» **Task brief**
Below are some entries. Count how many of their lines include "with", then give that number only.

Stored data
______________________________

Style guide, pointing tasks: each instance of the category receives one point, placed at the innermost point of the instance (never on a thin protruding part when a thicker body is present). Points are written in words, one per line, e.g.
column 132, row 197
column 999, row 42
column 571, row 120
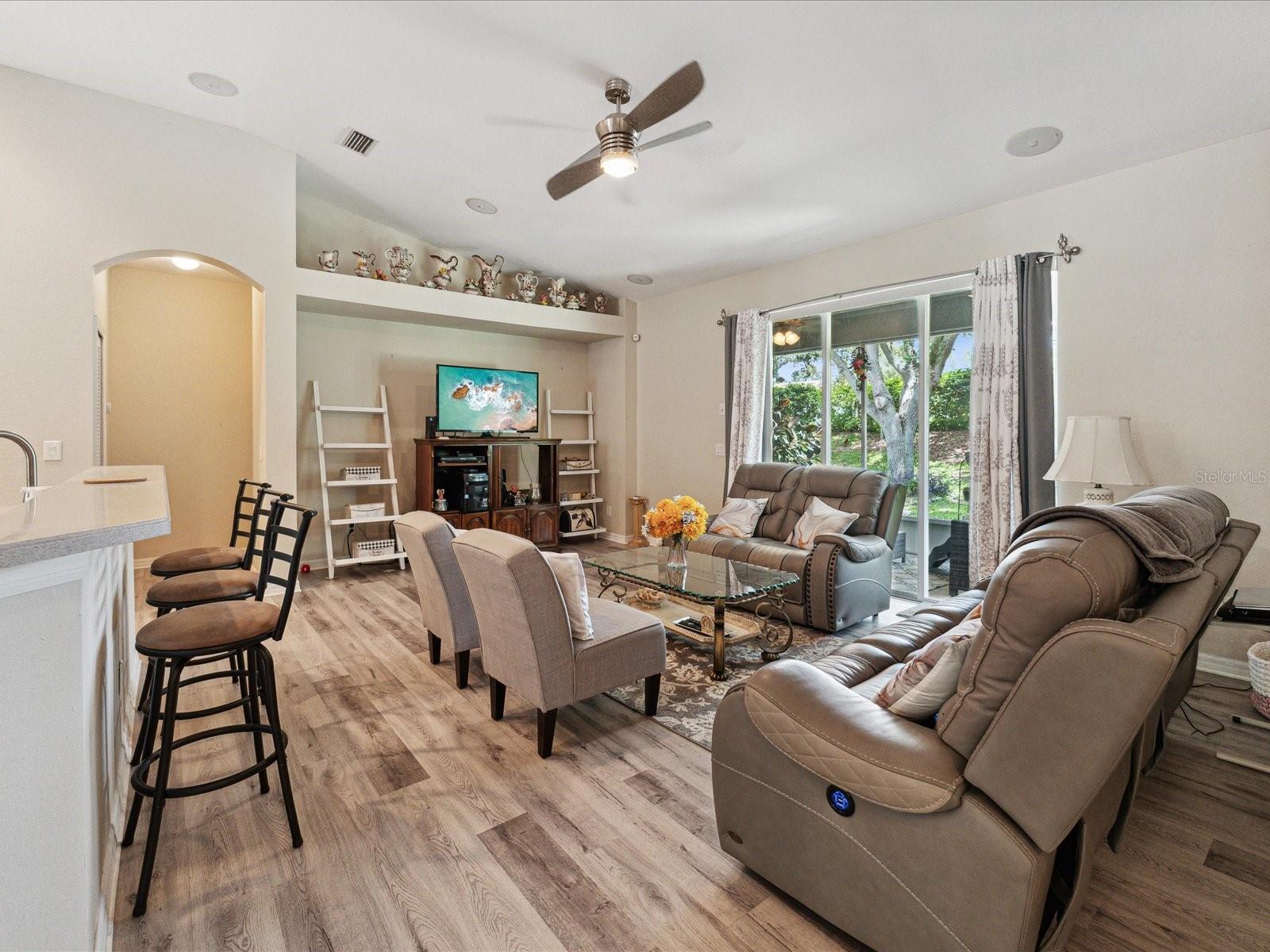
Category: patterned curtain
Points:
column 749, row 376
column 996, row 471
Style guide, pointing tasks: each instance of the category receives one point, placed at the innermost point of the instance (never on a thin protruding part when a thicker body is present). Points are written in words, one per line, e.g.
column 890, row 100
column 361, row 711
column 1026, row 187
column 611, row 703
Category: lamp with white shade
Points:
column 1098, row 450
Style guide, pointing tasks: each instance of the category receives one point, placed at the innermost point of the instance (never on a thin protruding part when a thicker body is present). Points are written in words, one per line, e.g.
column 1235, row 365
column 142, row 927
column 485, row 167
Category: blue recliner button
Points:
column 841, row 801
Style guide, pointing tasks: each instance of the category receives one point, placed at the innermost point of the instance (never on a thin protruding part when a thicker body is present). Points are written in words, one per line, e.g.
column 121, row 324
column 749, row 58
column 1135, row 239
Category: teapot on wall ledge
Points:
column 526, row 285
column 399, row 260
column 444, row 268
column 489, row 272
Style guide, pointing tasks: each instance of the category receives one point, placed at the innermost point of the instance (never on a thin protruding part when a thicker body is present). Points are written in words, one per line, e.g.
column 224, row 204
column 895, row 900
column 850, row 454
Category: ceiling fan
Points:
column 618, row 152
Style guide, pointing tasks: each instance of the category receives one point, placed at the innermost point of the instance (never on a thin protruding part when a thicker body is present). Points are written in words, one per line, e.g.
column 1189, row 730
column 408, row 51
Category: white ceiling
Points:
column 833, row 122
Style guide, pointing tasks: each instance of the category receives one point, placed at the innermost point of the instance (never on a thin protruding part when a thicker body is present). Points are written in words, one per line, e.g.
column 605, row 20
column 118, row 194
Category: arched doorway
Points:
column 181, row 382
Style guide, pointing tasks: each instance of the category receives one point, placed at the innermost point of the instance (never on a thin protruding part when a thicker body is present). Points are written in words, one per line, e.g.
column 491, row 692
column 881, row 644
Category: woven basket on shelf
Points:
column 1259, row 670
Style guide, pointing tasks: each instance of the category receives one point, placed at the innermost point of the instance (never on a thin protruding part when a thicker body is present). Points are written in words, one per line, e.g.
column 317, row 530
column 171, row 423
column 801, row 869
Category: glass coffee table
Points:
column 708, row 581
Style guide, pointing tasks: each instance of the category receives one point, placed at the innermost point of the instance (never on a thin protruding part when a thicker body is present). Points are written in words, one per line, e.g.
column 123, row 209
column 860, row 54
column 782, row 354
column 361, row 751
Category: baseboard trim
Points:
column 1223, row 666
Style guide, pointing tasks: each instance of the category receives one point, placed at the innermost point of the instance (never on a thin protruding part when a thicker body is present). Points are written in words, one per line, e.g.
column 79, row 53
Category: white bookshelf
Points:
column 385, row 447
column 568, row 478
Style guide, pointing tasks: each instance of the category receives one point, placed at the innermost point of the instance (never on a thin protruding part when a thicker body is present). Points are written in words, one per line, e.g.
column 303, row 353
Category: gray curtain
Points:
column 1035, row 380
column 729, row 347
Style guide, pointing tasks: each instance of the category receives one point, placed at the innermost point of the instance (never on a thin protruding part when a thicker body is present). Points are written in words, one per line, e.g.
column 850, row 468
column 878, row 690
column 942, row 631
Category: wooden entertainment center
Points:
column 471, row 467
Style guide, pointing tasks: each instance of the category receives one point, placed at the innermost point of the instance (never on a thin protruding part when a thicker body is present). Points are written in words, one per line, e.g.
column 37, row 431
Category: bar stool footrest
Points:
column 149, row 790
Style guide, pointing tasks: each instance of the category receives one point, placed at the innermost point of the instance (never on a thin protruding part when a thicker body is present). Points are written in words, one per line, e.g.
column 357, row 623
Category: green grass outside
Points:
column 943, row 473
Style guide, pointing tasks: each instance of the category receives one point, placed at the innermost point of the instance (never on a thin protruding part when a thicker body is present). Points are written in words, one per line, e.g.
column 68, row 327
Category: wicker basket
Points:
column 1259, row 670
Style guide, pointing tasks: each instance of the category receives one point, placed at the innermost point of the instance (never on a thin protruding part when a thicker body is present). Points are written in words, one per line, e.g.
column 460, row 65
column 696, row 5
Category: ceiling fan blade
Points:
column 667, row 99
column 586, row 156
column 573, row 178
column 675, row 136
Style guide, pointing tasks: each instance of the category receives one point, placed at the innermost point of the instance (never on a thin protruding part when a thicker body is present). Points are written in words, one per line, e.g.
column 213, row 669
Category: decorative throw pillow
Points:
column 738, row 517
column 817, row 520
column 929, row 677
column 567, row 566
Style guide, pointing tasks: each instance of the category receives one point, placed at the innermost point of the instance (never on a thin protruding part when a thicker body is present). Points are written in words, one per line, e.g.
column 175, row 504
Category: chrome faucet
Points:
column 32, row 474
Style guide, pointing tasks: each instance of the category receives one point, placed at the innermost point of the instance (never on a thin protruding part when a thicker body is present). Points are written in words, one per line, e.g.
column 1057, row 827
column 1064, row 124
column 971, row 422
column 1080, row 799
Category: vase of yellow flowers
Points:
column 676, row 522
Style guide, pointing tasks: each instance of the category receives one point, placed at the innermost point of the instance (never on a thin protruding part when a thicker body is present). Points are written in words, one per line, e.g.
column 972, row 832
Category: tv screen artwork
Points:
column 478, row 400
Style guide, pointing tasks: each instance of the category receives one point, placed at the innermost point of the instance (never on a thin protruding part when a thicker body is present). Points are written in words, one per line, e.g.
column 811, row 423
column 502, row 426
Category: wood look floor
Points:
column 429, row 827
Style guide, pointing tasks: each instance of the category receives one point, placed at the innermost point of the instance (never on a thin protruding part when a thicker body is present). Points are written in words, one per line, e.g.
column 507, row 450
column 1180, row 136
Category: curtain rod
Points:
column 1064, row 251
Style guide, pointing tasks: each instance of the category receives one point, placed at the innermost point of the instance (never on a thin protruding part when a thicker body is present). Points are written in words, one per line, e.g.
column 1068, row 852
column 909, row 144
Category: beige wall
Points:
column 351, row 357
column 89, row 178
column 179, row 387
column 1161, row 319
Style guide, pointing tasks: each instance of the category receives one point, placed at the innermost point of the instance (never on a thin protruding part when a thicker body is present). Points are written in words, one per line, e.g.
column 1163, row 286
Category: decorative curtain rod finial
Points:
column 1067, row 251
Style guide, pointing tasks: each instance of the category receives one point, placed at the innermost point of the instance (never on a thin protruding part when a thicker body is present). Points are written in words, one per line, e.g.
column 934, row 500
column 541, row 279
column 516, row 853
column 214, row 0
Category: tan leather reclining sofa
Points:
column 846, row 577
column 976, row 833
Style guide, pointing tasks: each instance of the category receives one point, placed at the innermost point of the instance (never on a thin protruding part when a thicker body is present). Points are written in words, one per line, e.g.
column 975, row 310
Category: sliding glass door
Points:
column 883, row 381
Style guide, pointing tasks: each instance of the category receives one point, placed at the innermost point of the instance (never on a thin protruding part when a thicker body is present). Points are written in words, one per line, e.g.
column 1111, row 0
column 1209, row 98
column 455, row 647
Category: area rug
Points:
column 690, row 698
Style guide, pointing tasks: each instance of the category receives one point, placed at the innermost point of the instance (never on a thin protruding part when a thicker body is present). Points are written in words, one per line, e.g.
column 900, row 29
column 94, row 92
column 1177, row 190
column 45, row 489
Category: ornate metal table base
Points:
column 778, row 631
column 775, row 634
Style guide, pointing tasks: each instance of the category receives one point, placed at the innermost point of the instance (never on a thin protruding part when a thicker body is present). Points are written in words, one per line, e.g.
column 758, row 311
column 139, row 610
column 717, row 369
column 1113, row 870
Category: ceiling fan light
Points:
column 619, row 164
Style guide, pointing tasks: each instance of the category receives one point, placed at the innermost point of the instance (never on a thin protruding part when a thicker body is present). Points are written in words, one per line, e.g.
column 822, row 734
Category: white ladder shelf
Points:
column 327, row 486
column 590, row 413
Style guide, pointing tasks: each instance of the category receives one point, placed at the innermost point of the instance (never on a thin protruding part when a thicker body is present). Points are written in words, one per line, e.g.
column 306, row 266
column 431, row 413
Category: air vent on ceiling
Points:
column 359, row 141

______________________________

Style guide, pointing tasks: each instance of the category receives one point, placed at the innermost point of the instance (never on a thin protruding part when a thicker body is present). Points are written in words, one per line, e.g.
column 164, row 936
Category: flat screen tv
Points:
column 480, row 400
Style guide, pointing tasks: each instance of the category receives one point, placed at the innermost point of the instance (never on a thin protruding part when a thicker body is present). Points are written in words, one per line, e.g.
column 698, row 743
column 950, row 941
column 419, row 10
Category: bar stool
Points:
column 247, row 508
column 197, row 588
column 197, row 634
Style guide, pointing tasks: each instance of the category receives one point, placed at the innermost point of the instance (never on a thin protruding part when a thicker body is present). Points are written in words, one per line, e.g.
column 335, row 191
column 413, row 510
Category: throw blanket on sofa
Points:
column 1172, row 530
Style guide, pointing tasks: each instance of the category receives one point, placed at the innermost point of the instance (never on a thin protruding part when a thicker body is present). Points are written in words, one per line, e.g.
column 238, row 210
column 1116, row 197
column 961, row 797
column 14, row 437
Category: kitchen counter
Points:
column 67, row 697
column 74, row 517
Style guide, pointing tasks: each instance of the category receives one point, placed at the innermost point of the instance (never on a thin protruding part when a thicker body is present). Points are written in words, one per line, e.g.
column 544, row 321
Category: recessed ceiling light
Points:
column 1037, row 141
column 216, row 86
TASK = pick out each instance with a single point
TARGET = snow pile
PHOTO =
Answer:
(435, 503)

______________________________

» **Output**
2